PROBLEM STATEMENT:
A word-for-word retyping of the listing is the goal.

RECORD EXTRACTS:
Start of Block

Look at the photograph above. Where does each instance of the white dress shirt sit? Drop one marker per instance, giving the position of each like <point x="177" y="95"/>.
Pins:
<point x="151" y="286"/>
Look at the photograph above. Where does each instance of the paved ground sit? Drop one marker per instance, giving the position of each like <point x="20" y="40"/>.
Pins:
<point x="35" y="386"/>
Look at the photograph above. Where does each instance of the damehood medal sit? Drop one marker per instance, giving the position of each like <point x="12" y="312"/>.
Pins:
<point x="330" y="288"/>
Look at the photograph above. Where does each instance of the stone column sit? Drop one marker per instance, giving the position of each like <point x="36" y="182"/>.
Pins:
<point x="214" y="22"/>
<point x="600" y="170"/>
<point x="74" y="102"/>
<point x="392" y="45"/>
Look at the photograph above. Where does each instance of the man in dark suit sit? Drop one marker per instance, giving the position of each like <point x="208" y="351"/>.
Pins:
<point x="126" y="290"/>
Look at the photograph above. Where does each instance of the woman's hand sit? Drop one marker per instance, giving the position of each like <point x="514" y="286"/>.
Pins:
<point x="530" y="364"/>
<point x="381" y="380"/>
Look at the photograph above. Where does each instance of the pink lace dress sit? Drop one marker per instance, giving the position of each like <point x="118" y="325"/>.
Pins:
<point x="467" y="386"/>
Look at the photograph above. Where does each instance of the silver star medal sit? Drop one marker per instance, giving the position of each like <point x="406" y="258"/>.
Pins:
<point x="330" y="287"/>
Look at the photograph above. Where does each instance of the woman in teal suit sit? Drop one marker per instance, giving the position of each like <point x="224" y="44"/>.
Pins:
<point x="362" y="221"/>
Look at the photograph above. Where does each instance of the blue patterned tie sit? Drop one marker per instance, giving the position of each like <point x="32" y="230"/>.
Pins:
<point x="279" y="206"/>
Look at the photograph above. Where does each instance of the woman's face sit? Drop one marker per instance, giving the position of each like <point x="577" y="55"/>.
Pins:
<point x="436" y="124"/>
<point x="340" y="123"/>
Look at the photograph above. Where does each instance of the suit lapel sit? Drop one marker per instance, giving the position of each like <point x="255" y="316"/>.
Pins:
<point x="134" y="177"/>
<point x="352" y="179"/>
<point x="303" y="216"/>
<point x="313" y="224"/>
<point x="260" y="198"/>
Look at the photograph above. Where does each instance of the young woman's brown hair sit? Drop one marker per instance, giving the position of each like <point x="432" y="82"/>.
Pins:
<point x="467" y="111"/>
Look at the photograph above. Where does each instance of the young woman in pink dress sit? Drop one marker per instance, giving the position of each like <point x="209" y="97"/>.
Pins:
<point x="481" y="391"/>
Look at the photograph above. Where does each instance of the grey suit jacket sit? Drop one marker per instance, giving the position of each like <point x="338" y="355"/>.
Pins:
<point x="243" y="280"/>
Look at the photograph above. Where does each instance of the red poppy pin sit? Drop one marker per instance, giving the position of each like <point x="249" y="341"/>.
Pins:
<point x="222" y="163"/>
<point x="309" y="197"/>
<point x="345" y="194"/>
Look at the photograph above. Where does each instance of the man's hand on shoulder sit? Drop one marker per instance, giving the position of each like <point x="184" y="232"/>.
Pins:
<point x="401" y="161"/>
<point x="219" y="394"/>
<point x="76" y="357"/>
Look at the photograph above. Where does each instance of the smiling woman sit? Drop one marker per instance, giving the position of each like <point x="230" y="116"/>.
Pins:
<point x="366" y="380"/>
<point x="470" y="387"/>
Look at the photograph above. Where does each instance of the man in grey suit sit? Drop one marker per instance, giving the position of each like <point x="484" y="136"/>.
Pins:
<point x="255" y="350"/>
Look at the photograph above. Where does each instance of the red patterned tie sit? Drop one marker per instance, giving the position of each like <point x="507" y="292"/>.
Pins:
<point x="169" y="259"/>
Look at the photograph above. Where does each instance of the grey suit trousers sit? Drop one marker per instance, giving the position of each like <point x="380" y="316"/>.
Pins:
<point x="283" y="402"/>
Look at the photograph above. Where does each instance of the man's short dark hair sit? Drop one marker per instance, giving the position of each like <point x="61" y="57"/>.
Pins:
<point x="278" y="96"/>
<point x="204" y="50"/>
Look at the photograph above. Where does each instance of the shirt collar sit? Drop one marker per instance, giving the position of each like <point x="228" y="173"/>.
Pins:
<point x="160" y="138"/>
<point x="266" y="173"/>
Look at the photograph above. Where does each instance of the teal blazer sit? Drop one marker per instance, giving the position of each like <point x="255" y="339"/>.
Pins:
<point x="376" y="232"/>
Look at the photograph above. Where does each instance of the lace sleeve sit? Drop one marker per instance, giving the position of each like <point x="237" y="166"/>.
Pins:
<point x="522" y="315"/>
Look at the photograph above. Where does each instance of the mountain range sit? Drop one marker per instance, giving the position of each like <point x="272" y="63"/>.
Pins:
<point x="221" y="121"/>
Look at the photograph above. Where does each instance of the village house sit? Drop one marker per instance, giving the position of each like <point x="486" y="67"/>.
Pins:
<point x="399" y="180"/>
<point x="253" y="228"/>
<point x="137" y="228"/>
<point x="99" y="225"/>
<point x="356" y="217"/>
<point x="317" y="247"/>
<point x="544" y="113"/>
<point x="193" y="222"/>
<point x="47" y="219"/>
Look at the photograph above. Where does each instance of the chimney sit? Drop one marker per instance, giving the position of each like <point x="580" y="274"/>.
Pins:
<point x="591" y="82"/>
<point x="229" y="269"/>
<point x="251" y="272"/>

End of Block

ANSWER AREA:
Look at the photograph above. Where does each instance of the white dress shirt sit? Drop one marker per instance, giving the position of each like <point x="177" y="95"/>.
Pins:
<point x="151" y="286"/>
Look at the photograph above. Where does each instance of the paved ground sit? Drop one marker per instance, giving the position of each like <point x="20" y="40"/>.
Pins:
<point x="35" y="386"/>
Look at the photograph above. Where does each instance of the damehood medal sit? Drop one marker per instance, giving the position of each like <point x="12" y="312"/>.
Pins:
<point x="330" y="288"/>
Look at the photograph above. Where does each instance of the stone column sit? Drop one marker per instance, giving the position of each like <point x="36" y="182"/>.
Pins:
<point x="214" y="22"/>
<point x="600" y="170"/>
<point x="74" y="102"/>
<point x="392" y="45"/>
Look at the photograph above. Where does each instance of the man in dark suit sit? Drop one marker per instance, giving the position of each like <point x="208" y="351"/>.
Pins:
<point x="126" y="290"/>
Look at the photograph above. Where does each instance of the woman's hand sit? Drop one marker per instance, giving the position of each like <point x="514" y="286"/>.
Pins:
<point x="530" y="364"/>
<point x="381" y="380"/>
Look at the photograph above. Where does each instance of the pink lace dress sit? Drop one marker per instance, giving the position of each like <point x="118" y="325"/>.
Pins:
<point x="467" y="386"/>
Look at the photograph above. Where does each instance of the silver star medal sit? Drop one marker per instance, giving the position of each like <point x="406" y="258"/>.
Pins:
<point x="330" y="287"/>
Look at the photograph above. Where does each instance of the woman in teal suit sit? Drop one marker per instance, giving the position of each like <point x="224" y="44"/>.
Pins:
<point x="362" y="221"/>
Look at the photograph above. Where does each instance of the blue patterned tie sit? Drop one marker per instance, giving the position of each like <point x="32" y="230"/>.
Pins:
<point x="279" y="206"/>
Look at the photograph above. Where does each instance of the woman's face sit? Drop one marker per instance, giving the position of each like <point x="577" y="55"/>.
Pins:
<point x="436" y="124"/>
<point x="340" y="123"/>
Look at the photograph above. Where does each instance of the suit lapel sit? Drop one marker per instance, giving the position of each like <point x="255" y="316"/>.
Pins:
<point x="134" y="177"/>
<point x="352" y="179"/>
<point x="303" y="216"/>
<point x="313" y="224"/>
<point x="260" y="198"/>
Look at the photograph above. Where does each instance of the young woman's brown hair sit? Drop one marker per instance, giving the position of each like <point x="432" y="82"/>.
Pins:
<point x="467" y="111"/>
Look at the photograph above. Where does each instance of the young woman in pink dress sit? Drop one marker per instance, giving the position of each like <point x="209" y="97"/>.
Pins:
<point x="481" y="391"/>
Look at the photograph above. Where does each instance of the grey suit jacket sit? Drop one marker per instance, giving the position of each like <point x="338" y="355"/>.
Pins:
<point x="243" y="280"/>
Look at the photograph above. Where does each instance of the red poppy pin sit? Drop one marker per instance, giving the position of each like <point x="249" y="341"/>.
Pins:
<point x="222" y="163"/>
<point x="309" y="197"/>
<point x="345" y="194"/>
Look at the photograph above. Where does each instance of the man's hand on shoulder sit? Drop one marker per instance, giving the position of each like <point x="184" y="232"/>.
Pins:
<point x="401" y="161"/>
<point x="219" y="394"/>
<point x="76" y="357"/>
Look at the photograph above. Where does each instance of the smiling woman sit? Drop one marker per instance, giving the position of each like <point x="230" y="116"/>.
Pins:
<point x="366" y="380"/>
<point x="470" y="387"/>
Look at the photograph above. Where does each instance of the man in grey suit sit? Drop one marker per instance, giving the position of each like <point x="484" y="136"/>.
Pins:
<point x="255" y="350"/>
Look at the photograph above. Where does each instance of the red patterned tie sit? Drop one marker per instance, giving the position of each like <point x="507" y="292"/>.
Pins:
<point x="169" y="259"/>
Look at the photograph above. Where does each instance of the grey suit trousers sit? Drop one marker per instance, giving the position of each like <point x="380" y="316"/>.
Pins:
<point x="283" y="402"/>
Look at the photograph above. Where does each instance of the man's short dark hair sit? Drop one marker per instance, giving the position of each like <point x="61" y="57"/>.
Pins:
<point x="278" y="96"/>
<point x="204" y="50"/>
Look at the photograph above. Where does each instance of the shirt collar sit? Drop one marker per instance, giving the position of each like <point x="228" y="173"/>.
Pins:
<point x="160" y="138"/>
<point x="266" y="173"/>
Look at the photograph above. Where does each instance of the teal blazer sit? Drop one marker per instance, giving the position of each like <point x="255" y="339"/>.
Pins:
<point x="376" y="232"/>
Look at the photograph above. Where does each instance of the lace sleeve sit? Drop one marker per instance, giving the position of each like <point x="237" y="166"/>.
Pins:
<point x="522" y="315"/>
Look at the photograph above. Where does each instance of the mountain range sit? Drop one marker per instance, giving the position of each like <point x="272" y="63"/>.
Pins:
<point x="221" y="121"/>
Look at the photograph above. Where does each instance of the village house sit? Drop one marker per instance, giving the position of each like <point x="486" y="67"/>.
Pins:
<point x="399" y="180"/>
<point x="253" y="228"/>
<point x="137" y="228"/>
<point x="99" y="225"/>
<point x="356" y="217"/>
<point x="317" y="247"/>
<point x="544" y="113"/>
<point x="193" y="222"/>
<point x="47" y="219"/>
Look at the photograph above. Where does each instance of the chimney sit? Drop one marker per instance, giving the position of each like <point x="580" y="274"/>.
Pins:
<point x="591" y="82"/>
<point x="229" y="269"/>
<point x="251" y="272"/>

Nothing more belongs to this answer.